Instructions to follow: Your response needs to be the data below, retyped exactly.

Material provided:
=======

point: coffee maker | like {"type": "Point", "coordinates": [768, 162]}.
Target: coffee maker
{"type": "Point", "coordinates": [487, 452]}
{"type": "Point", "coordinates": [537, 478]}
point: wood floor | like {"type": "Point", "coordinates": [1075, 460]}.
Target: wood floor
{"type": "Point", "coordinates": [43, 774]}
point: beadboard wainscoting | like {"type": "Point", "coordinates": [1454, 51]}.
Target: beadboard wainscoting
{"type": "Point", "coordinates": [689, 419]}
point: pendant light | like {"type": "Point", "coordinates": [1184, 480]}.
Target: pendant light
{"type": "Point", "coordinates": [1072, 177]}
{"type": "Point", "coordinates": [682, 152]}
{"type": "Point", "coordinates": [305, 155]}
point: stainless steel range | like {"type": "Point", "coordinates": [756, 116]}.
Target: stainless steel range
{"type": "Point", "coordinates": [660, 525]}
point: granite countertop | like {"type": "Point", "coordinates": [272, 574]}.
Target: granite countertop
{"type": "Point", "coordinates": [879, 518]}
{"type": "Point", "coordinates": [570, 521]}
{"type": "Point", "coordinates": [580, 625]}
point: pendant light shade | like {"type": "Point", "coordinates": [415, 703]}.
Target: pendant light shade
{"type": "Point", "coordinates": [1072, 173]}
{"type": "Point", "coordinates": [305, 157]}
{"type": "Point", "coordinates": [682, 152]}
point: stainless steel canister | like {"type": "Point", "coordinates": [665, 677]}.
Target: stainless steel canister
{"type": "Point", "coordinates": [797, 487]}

=======

Task response:
point: coffee maker | like {"type": "Point", "coordinates": [768, 162]}.
Target: coffee maker
{"type": "Point", "coordinates": [487, 452]}
{"type": "Point", "coordinates": [537, 478]}
point: wood floor | like {"type": "Point", "coordinates": [1075, 460]}.
Target: wood floor
{"type": "Point", "coordinates": [43, 774]}
point: beadboard wainscoting | like {"type": "Point", "coordinates": [1454, 51]}.
Target: beadboard wainscoting
{"type": "Point", "coordinates": [689, 419]}
point: pendant light | like {"type": "Point", "coordinates": [1184, 480]}.
Target: pendant light
{"type": "Point", "coordinates": [1072, 177]}
{"type": "Point", "coordinates": [682, 152]}
{"type": "Point", "coordinates": [305, 155]}
point: stainless steel range | like {"type": "Point", "coordinates": [756, 116]}.
Target: stainless steel range
{"type": "Point", "coordinates": [660, 525]}
point: granite countertop | like {"type": "Point", "coordinates": [272, 574]}.
Target: granite countertop
{"type": "Point", "coordinates": [879, 518]}
{"type": "Point", "coordinates": [570, 521]}
{"type": "Point", "coordinates": [580, 625]}
point: pendant light shade | like {"type": "Point", "coordinates": [415, 703]}.
Target: pendant light shade
{"type": "Point", "coordinates": [1072, 173]}
{"type": "Point", "coordinates": [305, 157]}
{"type": "Point", "coordinates": [682, 152]}
point: stainless steel canister | like {"type": "Point", "coordinates": [665, 677]}.
Target: stainless steel canister
{"type": "Point", "coordinates": [797, 487]}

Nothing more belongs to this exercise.